**TASK TO COMPLETE:**
List each line in the data below that contains the word "overcoat".

** Begin RECORDS PROVIDED **

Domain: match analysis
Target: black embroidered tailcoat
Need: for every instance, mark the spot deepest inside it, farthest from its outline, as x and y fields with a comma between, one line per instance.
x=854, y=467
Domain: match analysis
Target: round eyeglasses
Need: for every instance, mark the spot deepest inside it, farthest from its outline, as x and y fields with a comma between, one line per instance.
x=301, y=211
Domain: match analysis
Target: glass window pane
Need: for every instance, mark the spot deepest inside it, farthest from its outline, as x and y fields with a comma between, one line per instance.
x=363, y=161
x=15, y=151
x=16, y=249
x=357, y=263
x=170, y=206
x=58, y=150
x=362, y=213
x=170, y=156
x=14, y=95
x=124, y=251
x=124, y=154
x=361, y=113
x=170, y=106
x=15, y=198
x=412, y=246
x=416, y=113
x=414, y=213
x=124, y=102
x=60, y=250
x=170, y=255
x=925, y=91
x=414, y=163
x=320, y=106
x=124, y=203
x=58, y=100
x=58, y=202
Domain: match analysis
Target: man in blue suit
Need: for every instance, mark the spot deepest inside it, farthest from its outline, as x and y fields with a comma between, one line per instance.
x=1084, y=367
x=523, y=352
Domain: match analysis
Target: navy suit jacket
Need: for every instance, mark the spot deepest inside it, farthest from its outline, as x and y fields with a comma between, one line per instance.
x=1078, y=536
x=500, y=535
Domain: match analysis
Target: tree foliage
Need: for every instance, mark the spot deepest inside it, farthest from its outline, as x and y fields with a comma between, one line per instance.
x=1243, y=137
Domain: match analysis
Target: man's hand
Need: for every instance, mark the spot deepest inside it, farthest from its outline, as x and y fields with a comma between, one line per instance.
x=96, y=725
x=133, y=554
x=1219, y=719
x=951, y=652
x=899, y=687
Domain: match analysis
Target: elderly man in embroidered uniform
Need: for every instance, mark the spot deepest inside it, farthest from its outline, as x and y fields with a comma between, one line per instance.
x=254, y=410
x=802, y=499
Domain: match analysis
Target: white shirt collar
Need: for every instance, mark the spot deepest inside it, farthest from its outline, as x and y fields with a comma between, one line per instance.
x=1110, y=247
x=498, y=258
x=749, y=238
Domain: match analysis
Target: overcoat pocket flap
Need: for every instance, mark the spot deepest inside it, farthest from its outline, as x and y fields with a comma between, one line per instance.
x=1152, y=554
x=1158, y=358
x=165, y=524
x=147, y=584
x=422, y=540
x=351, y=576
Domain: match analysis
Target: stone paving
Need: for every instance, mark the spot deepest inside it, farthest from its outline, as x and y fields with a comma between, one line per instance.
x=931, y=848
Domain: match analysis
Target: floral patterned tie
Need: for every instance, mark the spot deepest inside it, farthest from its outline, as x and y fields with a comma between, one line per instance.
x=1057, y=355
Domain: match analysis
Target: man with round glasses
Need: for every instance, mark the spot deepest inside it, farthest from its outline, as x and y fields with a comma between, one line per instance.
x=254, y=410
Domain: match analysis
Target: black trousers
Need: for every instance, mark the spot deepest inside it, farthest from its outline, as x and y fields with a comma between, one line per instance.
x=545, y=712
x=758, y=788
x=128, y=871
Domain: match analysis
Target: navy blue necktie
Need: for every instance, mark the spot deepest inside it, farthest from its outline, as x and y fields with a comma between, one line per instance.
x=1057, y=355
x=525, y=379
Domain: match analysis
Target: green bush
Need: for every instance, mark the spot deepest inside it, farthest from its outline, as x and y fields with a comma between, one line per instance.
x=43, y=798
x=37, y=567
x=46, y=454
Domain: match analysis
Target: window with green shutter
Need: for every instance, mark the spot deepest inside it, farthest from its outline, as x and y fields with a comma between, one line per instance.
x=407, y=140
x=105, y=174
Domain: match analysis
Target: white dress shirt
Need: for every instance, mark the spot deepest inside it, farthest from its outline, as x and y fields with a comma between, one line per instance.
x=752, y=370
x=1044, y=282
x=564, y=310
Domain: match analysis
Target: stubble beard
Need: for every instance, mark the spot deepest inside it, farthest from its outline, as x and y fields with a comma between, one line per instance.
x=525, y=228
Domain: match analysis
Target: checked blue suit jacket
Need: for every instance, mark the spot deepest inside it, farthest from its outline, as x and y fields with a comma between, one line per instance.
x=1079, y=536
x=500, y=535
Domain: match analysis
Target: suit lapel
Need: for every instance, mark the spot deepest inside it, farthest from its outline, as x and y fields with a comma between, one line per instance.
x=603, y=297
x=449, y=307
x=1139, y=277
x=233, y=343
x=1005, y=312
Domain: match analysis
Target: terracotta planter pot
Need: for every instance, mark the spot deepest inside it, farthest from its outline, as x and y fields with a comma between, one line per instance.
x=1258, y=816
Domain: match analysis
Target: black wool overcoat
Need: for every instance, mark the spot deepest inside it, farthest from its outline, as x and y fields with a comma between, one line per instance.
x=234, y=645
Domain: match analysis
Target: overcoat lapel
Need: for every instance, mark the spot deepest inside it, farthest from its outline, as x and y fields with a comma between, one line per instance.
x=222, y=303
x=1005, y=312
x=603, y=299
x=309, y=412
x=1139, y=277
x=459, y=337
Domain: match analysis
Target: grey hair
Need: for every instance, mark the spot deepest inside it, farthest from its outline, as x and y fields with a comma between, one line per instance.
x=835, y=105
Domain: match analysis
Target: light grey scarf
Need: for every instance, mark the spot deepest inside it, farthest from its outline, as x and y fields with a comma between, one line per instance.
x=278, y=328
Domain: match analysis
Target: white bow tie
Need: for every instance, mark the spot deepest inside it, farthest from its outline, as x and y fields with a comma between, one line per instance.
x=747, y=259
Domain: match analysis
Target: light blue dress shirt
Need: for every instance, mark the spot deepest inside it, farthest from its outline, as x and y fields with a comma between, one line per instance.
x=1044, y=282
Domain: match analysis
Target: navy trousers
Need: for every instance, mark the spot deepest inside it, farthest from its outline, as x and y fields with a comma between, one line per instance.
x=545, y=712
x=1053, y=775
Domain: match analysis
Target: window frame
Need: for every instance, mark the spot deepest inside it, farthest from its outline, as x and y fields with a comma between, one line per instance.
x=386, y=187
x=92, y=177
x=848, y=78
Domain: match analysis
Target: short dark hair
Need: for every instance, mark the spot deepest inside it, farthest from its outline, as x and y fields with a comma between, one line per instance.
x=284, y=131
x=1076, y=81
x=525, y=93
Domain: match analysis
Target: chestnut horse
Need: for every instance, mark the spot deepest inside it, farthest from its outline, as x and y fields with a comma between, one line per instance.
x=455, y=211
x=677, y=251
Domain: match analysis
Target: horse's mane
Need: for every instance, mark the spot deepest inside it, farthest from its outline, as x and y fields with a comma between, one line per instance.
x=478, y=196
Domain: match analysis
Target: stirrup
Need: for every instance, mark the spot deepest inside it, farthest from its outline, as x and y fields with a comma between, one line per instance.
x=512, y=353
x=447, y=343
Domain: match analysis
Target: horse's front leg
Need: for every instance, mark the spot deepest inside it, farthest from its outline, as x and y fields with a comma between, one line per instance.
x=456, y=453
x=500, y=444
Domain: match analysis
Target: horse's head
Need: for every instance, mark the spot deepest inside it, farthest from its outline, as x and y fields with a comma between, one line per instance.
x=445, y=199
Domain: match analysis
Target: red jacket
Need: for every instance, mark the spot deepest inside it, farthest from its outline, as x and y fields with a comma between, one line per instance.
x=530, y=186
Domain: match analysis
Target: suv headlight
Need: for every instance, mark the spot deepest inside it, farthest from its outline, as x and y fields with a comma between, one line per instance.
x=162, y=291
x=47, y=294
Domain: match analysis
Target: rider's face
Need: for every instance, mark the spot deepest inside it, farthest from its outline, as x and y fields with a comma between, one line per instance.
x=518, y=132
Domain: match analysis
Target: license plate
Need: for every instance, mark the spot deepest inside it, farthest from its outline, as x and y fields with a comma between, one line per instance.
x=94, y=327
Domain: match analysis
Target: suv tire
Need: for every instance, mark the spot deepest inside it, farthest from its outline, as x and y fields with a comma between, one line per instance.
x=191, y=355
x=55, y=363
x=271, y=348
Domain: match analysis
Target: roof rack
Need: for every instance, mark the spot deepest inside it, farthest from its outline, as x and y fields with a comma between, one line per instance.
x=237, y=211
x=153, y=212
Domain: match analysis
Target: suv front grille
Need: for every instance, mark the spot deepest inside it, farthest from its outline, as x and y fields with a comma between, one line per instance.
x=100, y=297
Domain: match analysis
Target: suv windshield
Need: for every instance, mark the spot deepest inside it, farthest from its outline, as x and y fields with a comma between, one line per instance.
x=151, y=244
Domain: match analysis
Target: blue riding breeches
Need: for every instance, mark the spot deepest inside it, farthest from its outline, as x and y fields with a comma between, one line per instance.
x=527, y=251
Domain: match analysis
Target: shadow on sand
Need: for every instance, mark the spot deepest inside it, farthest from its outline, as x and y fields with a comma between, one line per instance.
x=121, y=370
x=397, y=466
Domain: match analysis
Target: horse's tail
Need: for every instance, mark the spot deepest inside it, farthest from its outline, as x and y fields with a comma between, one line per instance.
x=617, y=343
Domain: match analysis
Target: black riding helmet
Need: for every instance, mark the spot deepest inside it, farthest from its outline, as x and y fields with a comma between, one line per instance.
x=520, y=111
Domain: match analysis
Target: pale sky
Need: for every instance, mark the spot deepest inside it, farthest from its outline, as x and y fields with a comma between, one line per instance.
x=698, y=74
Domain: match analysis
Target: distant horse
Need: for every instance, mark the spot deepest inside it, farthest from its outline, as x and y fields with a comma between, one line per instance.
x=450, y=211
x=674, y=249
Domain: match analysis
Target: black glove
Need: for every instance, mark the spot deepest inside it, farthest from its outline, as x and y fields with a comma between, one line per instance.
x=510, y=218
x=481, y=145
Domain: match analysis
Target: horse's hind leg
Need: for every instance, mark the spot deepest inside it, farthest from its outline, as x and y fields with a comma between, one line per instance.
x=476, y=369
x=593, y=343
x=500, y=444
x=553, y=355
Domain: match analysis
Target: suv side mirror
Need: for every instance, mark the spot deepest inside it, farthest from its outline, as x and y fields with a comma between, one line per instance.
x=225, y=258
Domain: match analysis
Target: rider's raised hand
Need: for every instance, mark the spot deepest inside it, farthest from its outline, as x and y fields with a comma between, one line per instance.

** End RECORDS PROVIDED **

**ANSWER BELOW:**
Target: overcoat pocket flap
Target: black wool overcoat
Target: overcoat lapel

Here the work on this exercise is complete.